ACTIVITY: Pictures do not belong in the copy. Return all of the entries exactly.

___ MATERIALS PROVIDED

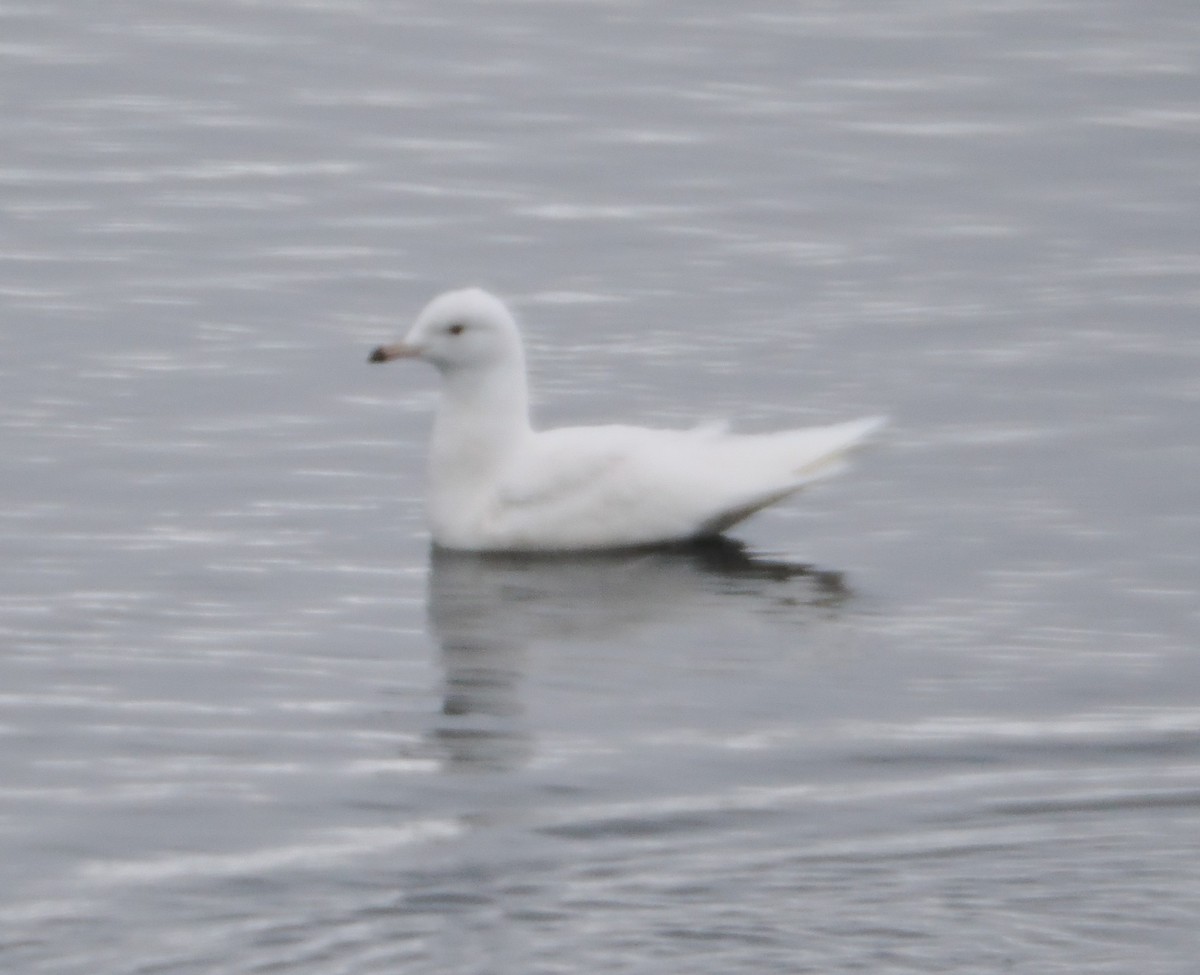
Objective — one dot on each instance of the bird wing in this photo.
(625, 485)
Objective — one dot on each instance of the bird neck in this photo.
(483, 418)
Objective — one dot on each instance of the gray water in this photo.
(942, 715)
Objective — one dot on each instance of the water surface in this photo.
(942, 715)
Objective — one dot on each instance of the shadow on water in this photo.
(487, 610)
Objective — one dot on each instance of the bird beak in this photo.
(397, 351)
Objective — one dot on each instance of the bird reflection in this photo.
(487, 610)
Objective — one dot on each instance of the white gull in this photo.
(496, 484)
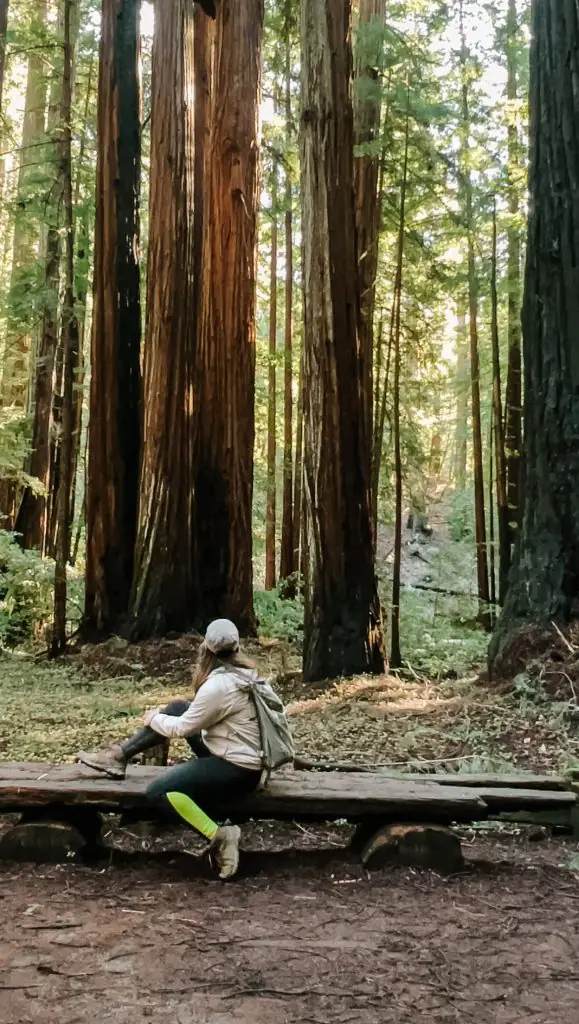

______

TASK RESPONSE:
Objective — one dot on each instance of the bird wing in this photo.
(625, 485)
Objective — one dot on each instance of the bird neck in this photo.
(483, 418)
Objective — one dot on each instance of the gray water in this photo.
(942, 715)
Objective — one dot on each instance of the water surface in this photo.
(942, 715)
Objective — one dot on each instance of the shadow on water in this photo.
(487, 610)
Objective — one dot on each instance of the bird beak in this photo.
(397, 351)
Objective — one dot on each instance of the bird reflection in this photo.
(487, 610)
Objective — one dot on each instance of the white gull in this photo.
(496, 484)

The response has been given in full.